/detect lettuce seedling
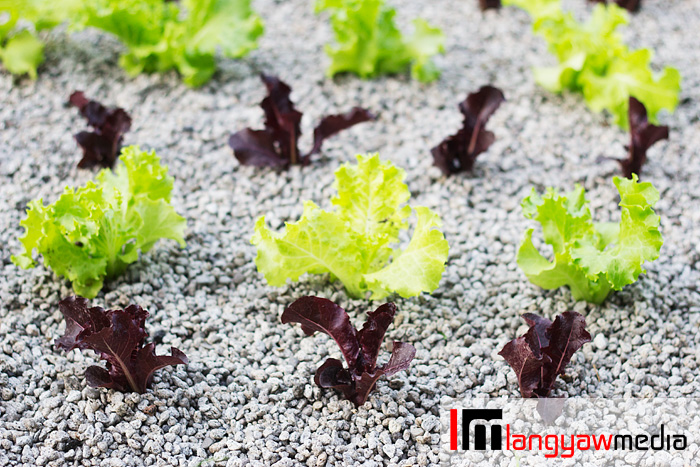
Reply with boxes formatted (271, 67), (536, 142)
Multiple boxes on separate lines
(229, 74), (375, 167)
(612, 97), (668, 179)
(12, 146), (186, 298)
(69, 91), (132, 169)
(315, 0), (445, 82)
(73, 0), (264, 87)
(56, 296), (188, 393)
(504, 0), (680, 128)
(253, 153), (449, 299)
(0, 0), (79, 78)
(517, 175), (662, 304)
(282, 296), (415, 406)
(500, 311), (591, 397)
(431, 86), (505, 175)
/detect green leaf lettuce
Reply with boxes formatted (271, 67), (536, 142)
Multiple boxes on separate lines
(315, 0), (444, 82)
(13, 146), (186, 298)
(504, 0), (681, 128)
(252, 153), (449, 299)
(517, 175), (662, 304)
(73, 0), (264, 87)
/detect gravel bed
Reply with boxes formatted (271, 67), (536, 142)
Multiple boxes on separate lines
(1, 0), (699, 466)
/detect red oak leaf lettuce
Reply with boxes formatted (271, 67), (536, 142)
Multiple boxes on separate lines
(282, 296), (415, 406)
(431, 85), (505, 175)
(55, 296), (187, 393)
(229, 74), (375, 168)
(614, 96), (669, 178)
(499, 311), (591, 398)
(69, 91), (132, 169)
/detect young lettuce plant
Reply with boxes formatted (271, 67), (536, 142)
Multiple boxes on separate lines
(229, 74), (375, 168)
(0, 0), (79, 78)
(282, 296), (415, 406)
(252, 153), (449, 299)
(431, 85), (505, 175)
(69, 91), (133, 169)
(611, 97), (668, 179)
(517, 175), (662, 304)
(72, 0), (264, 87)
(504, 0), (680, 128)
(315, 0), (445, 82)
(500, 311), (591, 397)
(56, 296), (188, 393)
(12, 146), (186, 298)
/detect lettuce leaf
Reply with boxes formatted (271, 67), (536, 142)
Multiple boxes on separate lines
(0, 0), (80, 78)
(12, 146), (186, 298)
(504, 0), (680, 128)
(56, 296), (188, 393)
(282, 296), (415, 406)
(252, 154), (449, 299)
(315, 0), (444, 82)
(516, 175), (662, 304)
(73, 0), (264, 87)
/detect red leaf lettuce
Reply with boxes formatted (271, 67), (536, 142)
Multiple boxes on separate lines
(229, 74), (375, 168)
(614, 96), (669, 178)
(431, 85), (505, 175)
(55, 296), (187, 393)
(282, 296), (415, 406)
(499, 311), (591, 398)
(69, 91), (132, 169)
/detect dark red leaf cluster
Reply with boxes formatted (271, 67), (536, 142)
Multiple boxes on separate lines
(282, 296), (415, 406)
(431, 85), (505, 175)
(616, 97), (669, 178)
(229, 74), (375, 168)
(479, 0), (501, 10)
(68, 91), (132, 169)
(499, 312), (591, 398)
(589, 0), (641, 13)
(55, 296), (188, 393)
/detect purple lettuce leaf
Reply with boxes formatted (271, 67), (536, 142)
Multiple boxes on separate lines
(431, 85), (505, 175)
(539, 311), (591, 392)
(314, 358), (356, 402)
(55, 296), (188, 393)
(69, 91), (132, 169)
(281, 296), (360, 369)
(229, 74), (374, 168)
(309, 107), (376, 156)
(259, 74), (304, 165)
(499, 311), (591, 398)
(228, 128), (290, 167)
(284, 296), (415, 406)
(356, 302), (396, 371)
(615, 97), (669, 178)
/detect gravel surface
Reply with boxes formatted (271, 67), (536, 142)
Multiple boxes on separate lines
(1, 0), (699, 466)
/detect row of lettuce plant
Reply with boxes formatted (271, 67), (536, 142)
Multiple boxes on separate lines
(0, 0), (442, 85)
(1, 0), (678, 104)
(6, 0), (673, 405)
(69, 72), (670, 180)
(13, 139), (663, 403)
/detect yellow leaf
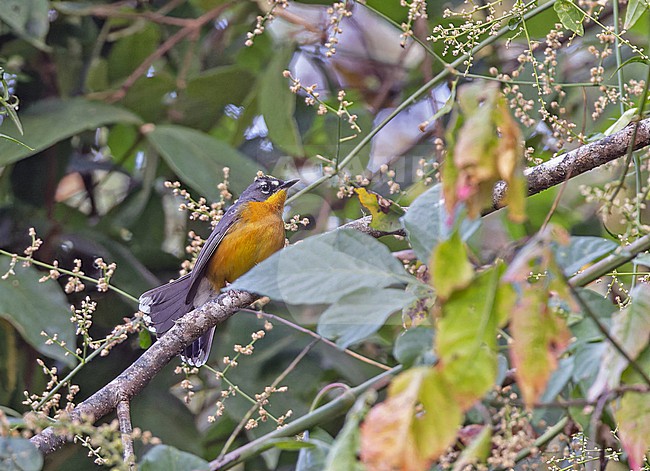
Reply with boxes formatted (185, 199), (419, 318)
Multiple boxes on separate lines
(355, 188), (406, 232)
(430, 230), (474, 301)
(360, 368), (462, 470)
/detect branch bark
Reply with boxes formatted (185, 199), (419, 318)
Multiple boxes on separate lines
(492, 118), (650, 209)
(29, 117), (650, 456)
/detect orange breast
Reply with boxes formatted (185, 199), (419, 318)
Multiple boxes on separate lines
(206, 195), (287, 289)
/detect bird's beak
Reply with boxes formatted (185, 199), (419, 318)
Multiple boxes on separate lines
(279, 179), (299, 190)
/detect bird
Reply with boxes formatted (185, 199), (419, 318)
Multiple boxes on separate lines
(139, 175), (299, 366)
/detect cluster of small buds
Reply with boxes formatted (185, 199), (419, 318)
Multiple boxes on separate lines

● What you will do: Where an entry holds a picture, drop it and transcribe everything else exactly.

● Task output:
/detect lettuce seedling
Reply with boxes formatted (271, 67), (536, 142)
Multiple boxes on separate lines
(229, 74), (375, 167)
(612, 97), (668, 179)
(12, 146), (186, 298)
(69, 91), (132, 169)
(315, 0), (445, 82)
(73, 0), (264, 87)
(56, 296), (188, 393)
(504, 0), (680, 128)
(253, 153), (449, 299)
(0, 0), (79, 78)
(517, 175), (662, 304)
(282, 296), (415, 406)
(500, 311), (591, 397)
(431, 86), (505, 175)
/detect green leaf lettuce
Reply with boxes formatted (271, 67), (536, 142)
Multiple boxes on separate lines
(315, 0), (444, 82)
(13, 146), (186, 298)
(504, 0), (681, 128)
(252, 153), (449, 299)
(517, 175), (662, 304)
(73, 0), (264, 87)
/detect gravel bed
Reply with boxes formatted (271, 67), (536, 142)
Multiple boxes on separate lines
(1, 0), (699, 466)
/detect red oak leaf lettuce
Reply with boxes formatted (271, 67), (536, 142)
Multiple boxes on separate lines
(282, 296), (415, 406)
(431, 85), (505, 175)
(55, 296), (187, 393)
(229, 74), (375, 168)
(614, 96), (669, 178)
(499, 311), (591, 398)
(69, 91), (132, 169)
/detect young lettuce plant
Reply with boxes formatted (271, 67), (536, 142)
Multiple boxes on separate lines
(229, 74), (375, 168)
(0, 0), (79, 78)
(282, 296), (415, 406)
(252, 153), (449, 299)
(431, 85), (505, 175)
(69, 91), (133, 169)
(611, 97), (668, 179)
(517, 175), (662, 304)
(72, 0), (264, 87)
(504, 0), (680, 128)
(315, 0), (445, 82)
(500, 311), (591, 397)
(56, 296), (188, 393)
(12, 146), (186, 298)
/detect lettuce leaf
Reply with boxes formatted (271, 67), (536, 142)
Multiple boxes on separate lines
(0, 0), (80, 78)
(12, 146), (186, 298)
(504, 0), (680, 128)
(56, 296), (188, 393)
(282, 296), (415, 406)
(252, 154), (449, 299)
(315, 0), (444, 82)
(516, 175), (662, 304)
(73, 0), (264, 87)
/detect red leaf lettuce
Reply with boxes formatted (271, 67), (536, 142)
Multiple boxes on separate lines
(229, 74), (375, 168)
(614, 96), (669, 178)
(431, 85), (505, 175)
(55, 296), (187, 393)
(282, 296), (415, 406)
(499, 311), (591, 398)
(69, 91), (132, 169)
/detect dark red leaf cluster
Reply with boxes formatted (271, 67), (536, 142)
Multiple boxes on separate lines
(282, 296), (415, 406)
(431, 85), (505, 175)
(616, 97), (669, 178)
(229, 74), (375, 168)
(479, 0), (501, 10)
(68, 91), (132, 169)
(499, 312), (591, 398)
(589, 0), (641, 13)
(55, 296), (188, 393)
/detect purple lettuce leaf
Reply with boxes formatted (271, 67), (536, 142)
Multiple boxes on separate lines
(431, 85), (505, 175)
(539, 311), (591, 392)
(314, 358), (356, 402)
(55, 296), (188, 393)
(69, 91), (132, 169)
(281, 296), (360, 369)
(229, 74), (374, 168)
(309, 107), (376, 156)
(259, 74), (304, 165)
(499, 311), (591, 398)
(228, 128), (290, 167)
(284, 296), (415, 406)
(356, 302), (396, 371)
(615, 97), (669, 178)
/detect gravel surface
Reply with boxes formatted (271, 67), (536, 142)
Multiple boxes on separate lines
(1, 0), (699, 466)
/detect row of lettuce plant
Reply with boxes formatted (271, 67), (536, 142)
Multiple boxes on separate lines
(0, 0), (442, 85)
(1, 0), (678, 104)
(6, 0), (673, 405)
(69, 72), (670, 180)
(13, 139), (663, 403)
/detect yellow leaf
Reply with boxes formatted (185, 199), (419, 318)
Multiple boxes on separate lines
(355, 188), (406, 232)
(430, 230), (474, 301)
(360, 368), (462, 470)
/detect branch bark
Reply with boxes formatted (185, 199), (419, 318)
Multiple boxes on separate lines
(492, 118), (650, 209)
(29, 117), (650, 456)
/detect orange breast
Reply with boxes formatted (185, 199), (419, 318)
Multiple boxes on separate lines
(206, 195), (287, 289)
/detect bird's beak
Reply with boxes formatted (185, 199), (419, 318)
Multiple boxes on separate lines
(279, 179), (299, 190)
/detect bird
Reply with boxes formatted (185, 199), (419, 318)
Multiple boxes on separate lines
(139, 175), (299, 366)
/detect cluster of small buds
Reply with boxes formatted (185, 199), (419, 318)
Multiple boxes on separate lines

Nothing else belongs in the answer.